▸ **Task item**:
For each line below that contains the word "gray", make a copy.

[Extracted records]
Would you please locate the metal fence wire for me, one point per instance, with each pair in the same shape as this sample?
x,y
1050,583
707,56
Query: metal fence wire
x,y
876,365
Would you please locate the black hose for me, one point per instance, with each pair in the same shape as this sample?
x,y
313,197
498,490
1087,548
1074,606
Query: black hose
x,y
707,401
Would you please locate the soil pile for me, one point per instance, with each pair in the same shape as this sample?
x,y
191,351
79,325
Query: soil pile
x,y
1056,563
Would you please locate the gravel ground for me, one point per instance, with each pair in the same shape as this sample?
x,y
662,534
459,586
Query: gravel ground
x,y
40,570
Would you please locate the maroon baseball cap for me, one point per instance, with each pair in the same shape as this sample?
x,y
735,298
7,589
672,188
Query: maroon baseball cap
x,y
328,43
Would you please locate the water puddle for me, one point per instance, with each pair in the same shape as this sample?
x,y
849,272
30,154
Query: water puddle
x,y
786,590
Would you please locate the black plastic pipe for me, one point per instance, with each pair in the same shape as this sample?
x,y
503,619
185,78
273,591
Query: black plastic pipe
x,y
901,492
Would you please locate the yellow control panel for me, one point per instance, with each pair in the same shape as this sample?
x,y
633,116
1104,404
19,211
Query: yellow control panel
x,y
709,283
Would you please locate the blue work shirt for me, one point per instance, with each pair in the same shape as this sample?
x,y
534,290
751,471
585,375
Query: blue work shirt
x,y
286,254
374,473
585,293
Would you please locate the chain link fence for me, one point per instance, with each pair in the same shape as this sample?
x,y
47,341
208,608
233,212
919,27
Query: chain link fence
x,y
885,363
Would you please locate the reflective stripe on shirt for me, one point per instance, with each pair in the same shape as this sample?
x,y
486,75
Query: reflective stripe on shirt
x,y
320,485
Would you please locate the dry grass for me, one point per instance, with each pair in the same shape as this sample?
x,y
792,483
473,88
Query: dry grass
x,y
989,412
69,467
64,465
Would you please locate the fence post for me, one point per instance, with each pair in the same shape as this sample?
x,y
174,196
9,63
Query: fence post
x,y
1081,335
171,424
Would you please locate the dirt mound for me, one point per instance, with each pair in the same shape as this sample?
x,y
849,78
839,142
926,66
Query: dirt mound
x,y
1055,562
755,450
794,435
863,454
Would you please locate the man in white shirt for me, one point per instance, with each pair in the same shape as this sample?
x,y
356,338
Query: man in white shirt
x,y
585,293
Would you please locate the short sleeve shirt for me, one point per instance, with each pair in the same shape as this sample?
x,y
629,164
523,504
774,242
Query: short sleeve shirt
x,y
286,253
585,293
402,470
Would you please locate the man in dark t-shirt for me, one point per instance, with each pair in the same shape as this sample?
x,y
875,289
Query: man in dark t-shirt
* * *
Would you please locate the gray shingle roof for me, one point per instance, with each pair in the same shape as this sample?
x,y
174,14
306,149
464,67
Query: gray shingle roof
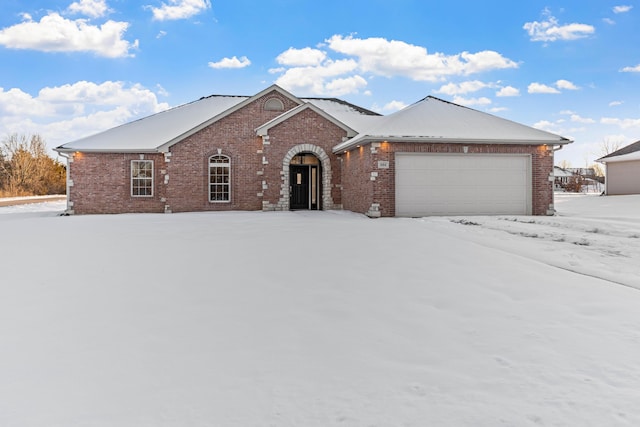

▸ **Response to this task**:
Would you please locate the gray shingle roof for me, one point per instance, with each pair in the same shape as this sample?
Query: gray shingle roof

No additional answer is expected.